(Records from a data collection)
• • • • •

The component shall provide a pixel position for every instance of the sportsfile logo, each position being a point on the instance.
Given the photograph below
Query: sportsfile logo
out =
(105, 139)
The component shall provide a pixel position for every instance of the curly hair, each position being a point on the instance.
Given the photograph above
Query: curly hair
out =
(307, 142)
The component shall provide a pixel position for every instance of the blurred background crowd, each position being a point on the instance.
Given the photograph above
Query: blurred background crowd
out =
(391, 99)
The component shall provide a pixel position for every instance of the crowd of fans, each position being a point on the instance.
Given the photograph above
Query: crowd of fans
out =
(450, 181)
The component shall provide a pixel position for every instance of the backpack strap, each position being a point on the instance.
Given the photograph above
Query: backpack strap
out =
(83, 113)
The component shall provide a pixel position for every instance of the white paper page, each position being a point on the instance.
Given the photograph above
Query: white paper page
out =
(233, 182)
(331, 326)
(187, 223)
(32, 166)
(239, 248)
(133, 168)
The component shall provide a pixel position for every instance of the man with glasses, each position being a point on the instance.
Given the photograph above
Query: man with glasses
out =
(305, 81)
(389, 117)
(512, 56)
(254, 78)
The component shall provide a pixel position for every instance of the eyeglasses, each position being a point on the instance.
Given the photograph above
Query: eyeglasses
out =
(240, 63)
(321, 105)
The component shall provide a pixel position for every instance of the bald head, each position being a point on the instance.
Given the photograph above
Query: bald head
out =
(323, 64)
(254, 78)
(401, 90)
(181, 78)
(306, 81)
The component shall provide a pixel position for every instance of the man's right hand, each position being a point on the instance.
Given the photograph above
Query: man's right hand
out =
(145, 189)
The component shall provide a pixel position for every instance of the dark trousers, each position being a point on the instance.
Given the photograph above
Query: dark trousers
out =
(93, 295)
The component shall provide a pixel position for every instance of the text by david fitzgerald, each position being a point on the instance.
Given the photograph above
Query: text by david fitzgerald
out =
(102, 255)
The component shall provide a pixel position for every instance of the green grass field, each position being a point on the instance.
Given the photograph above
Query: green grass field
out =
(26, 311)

• • • • •

_EXERCISE DETAILS_
Each record above is to be given again without any change to its wording.

_SOLUTION TO THIS PROBLEM_
The component shall provide a pixel position for every instance of the sportsfile logo, each position being a point on the instance.
Given the photograph below
Query: sportsfile logo
out =
(105, 139)
The component shall provide a pixel position for every instance of the curly hair, each position being a point on the instance.
Given the photograph above
Query: curly hair
out =
(307, 142)
The component shall provide a pixel position for every instance of the blurred background crowd, each position being a point on the instance.
Given the photograph above
Query: blurred background crowd
out =
(391, 99)
The component shall provide a pixel position for every instance of the crowd of fans, each position being a point on the instance.
Given the photograph above
Query: crowd of fans
out =
(450, 181)
The component shall provide a pixel position for every instance of the backpack strap, each position being a point on the instance.
Given the photograph above
Query: backpack strap
out =
(83, 113)
The component shall provide a pixel position for every instance of the white paper page, each position being a point on the instance.
Given the photograph above
Query: white paper page
out =
(233, 182)
(331, 326)
(187, 223)
(32, 166)
(239, 248)
(133, 168)
The component shall provide a pixel position for every instance of the man with glasses, each position being a point on the instance.
Given the photograph above
Query: man with glasses
out =
(305, 81)
(389, 117)
(512, 56)
(254, 78)
The component shall provide a pixel position for every instance of the eyeglasses, each position being a point on the instance.
Given the photograph above
Query: eyeglasses
out =
(240, 63)
(321, 105)
The component shall provide a pixel position for every instance of the bald head, each position being a point on the instance.
Given the photograph above
Query: bald head
out =
(323, 64)
(254, 78)
(401, 90)
(181, 78)
(306, 81)
The component shall provide a pixel position for every instance of the man's right hand, each position being a point on the instance.
Given the photograph above
Query: man's right hand
out =
(145, 189)
The component shall provide a pixel position for every instance of the dark trousers, each position being a point on the instance.
Given the photograph above
Query: dark trousers
out =
(93, 295)
The component shall provide a pixel position for every instance of the text by david fitzgerald, each position being a point on the instance.
Given the photograph above
Query: text by david fitzgerald
out =
(102, 255)
The component shall provide a pixel position for every instance of the green grass field, each position being a point on the instance.
Given the photograph above
Query: green grass field
out =
(26, 311)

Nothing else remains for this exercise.